Data –
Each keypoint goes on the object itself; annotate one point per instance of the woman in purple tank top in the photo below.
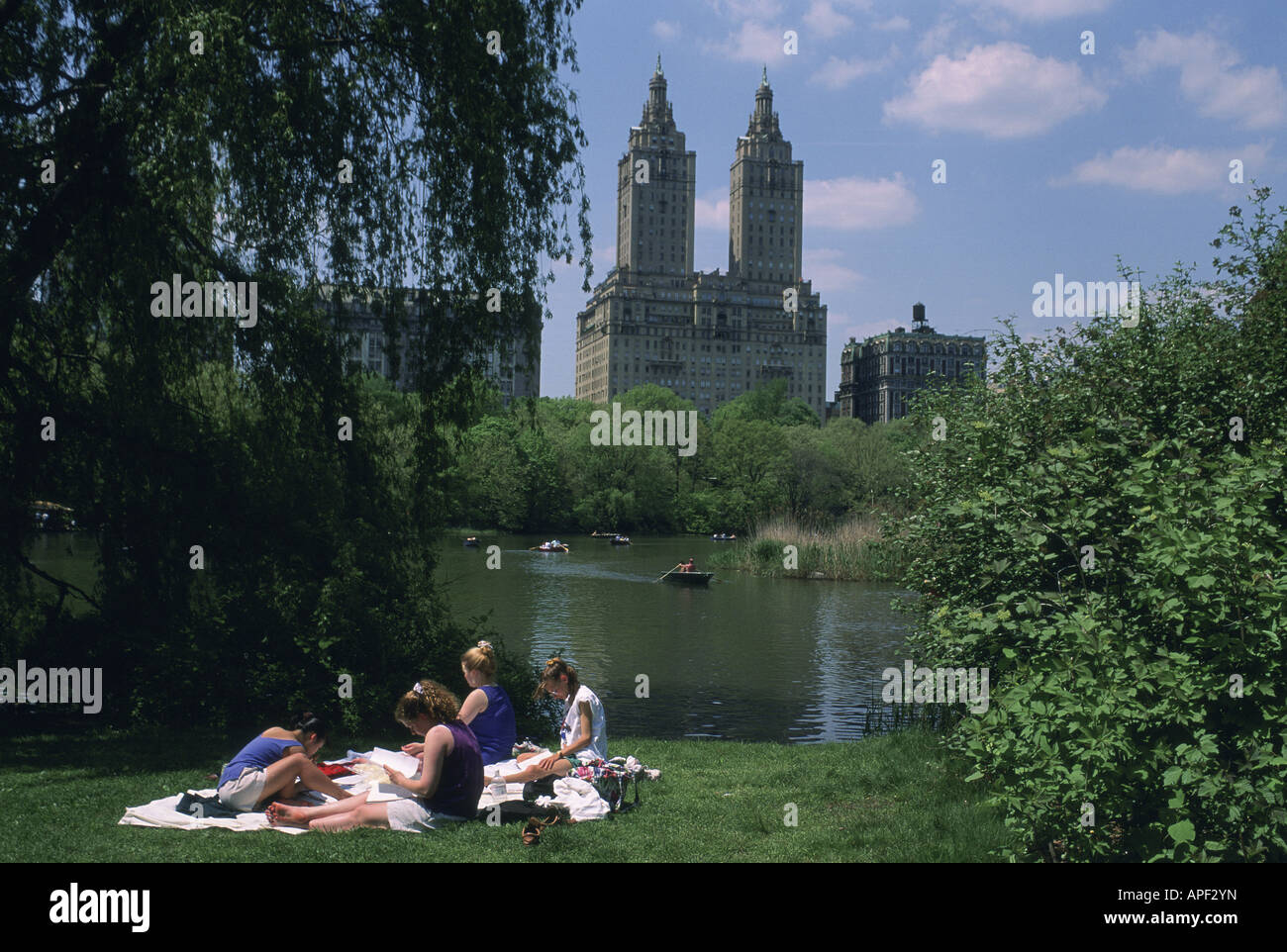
(448, 785)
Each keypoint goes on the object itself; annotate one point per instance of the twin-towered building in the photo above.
(704, 334)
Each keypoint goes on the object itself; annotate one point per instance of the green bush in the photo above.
(1140, 680)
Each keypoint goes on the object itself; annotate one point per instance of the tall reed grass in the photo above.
(849, 551)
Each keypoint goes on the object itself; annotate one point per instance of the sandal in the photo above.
(532, 830)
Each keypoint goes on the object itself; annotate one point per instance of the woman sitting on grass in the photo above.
(450, 775)
(583, 734)
(487, 708)
(277, 763)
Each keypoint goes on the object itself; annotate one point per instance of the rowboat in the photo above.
(690, 578)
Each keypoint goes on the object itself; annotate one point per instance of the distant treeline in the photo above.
(535, 467)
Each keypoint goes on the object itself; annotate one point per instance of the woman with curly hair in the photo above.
(449, 784)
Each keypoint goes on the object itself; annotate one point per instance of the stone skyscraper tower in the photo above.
(709, 337)
(656, 183)
(766, 200)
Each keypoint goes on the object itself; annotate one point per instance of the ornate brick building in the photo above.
(879, 374)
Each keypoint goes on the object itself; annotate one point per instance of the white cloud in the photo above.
(1043, 9)
(893, 24)
(838, 73)
(1163, 170)
(665, 30)
(825, 269)
(750, 43)
(824, 20)
(1003, 91)
(858, 204)
(711, 211)
(1211, 77)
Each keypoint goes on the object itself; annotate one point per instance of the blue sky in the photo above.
(1056, 161)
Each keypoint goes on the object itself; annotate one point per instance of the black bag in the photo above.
(536, 789)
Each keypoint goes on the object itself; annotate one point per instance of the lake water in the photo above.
(745, 659)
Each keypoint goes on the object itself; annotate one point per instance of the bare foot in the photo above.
(281, 814)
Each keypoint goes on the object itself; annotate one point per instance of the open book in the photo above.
(381, 790)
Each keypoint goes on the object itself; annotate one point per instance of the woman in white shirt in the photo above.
(583, 733)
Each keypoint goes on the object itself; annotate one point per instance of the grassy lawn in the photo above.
(884, 799)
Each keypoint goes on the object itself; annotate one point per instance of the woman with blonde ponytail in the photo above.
(487, 708)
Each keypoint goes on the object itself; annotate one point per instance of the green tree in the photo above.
(288, 145)
(1107, 534)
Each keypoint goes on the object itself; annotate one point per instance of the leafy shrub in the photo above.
(1138, 680)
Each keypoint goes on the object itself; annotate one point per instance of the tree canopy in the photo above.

Brief – Render the whole listing above as a numbered list with no blank lines, and keep the picture out of your answer.

Written answer –
1. Each keypoint goes on the object itself; annotate one point per instance of the woman in purple tank top in the photo below.
2. (448, 785)
3. Each keypoint goes on the object itself; annotate one point per instance of the twin-towered building in the photo above.
4. (704, 334)
5. Each keypoint goes on the object itself; annotate one point per instance of the green bush in the photo above.
6. (1140, 680)
7. Each keypoint goes on the object itself; annotate one point per instance of the tall reed grass in the photo above.
8. (849, 551)
9. Each keypoint goes on the object itself; annotate one point per instance of the sandal in the photo above.
10. (532, 830)
11. Each keypoint goes on the object itself; annotate one point per instance of the woman sitting on grass in the photo above.
12. (450, 775)
13. (583, 734)
14. (487, 708)
15. (277, 763)
16. Each keypoint goes on the object itself; annotate one point per instance of the rowboat in the photo above.
17. (690, 578)
18. Each keypoint goes on the object itself; annotate one point per instance of the distant treeline in the photo above.
19. (535, 467)
20. Each keypoint goes on the object itself; annotate one point per instance of the woman with curly hair in the photo above.
21. (449, 784)
22. Each keypoint goes on the object itself; annotate one point per instance of the stone skyscraper tower in the photo above.
23. (709, 337)
24. (656, 183)
25. (766, 200)
26. Each keypoint goes on the object itself; annotate one point per instance of the ornate brick building in the photo above.
27. (879, 374)
28. Each keypoint goes on the object itself; annotate one point per instance of the white cloud in the photo above.
29. (1043, 9)
30. (893, 24)
31. (838, 73)
32. (1163, 170)
33. (665, 30)
34. (825, 269)
35. (750, 43)
36. (824, 20)
37. (1003, 91)
38. (858, 204)
39. (711, 211)
40. (1211, 77)
41. Each keypoint goes on the object itself; annotate one point per instance of the blue sky in the photo above.
42. (1056, 161)
43. Each keypoint goes on the object itself; annotate one point per instance of the black bag in the photo above.
44. (536, 789)
45. Each keypoint goes on the object itself; annotate one point per instance of the lake water in the photo above.
46. (745, 659)
47. Each keypoint goes on the object itself; annotate one point per instance of the bare foot in the photo above.
48. (281, 814)
49. Each keypoint goes on the object itself; annotate one point per instance of the open book in the photo above.
50. (381, 790)
51. Each keypoint goes on the object itself; annotate one point per instance of the woman in white shirt in the photo above.
52. (583, 733)
53. Each keypoint goes on the object itself; annotate one point per instance of the grassy lawn in the photo above.
54. (884, 799)
55. Each keypoint goes on the object itself; annotate one point per instance of the woman with blonde ponytail in the photo above.
56. (487, 708)
57. Each keypoint goes on the object itself; annotate one point per instance of the green tree in the photo above.
58. (288, 145)
59. (1107, 534)
60. Each keypoint goes on the object itself; annotate one point per instance of the leafy shrub in the photo above.
61. (1138, 680)
62. Each keypoint goes on the object itself; annotate one point per instance of the tree canopy in the photo above.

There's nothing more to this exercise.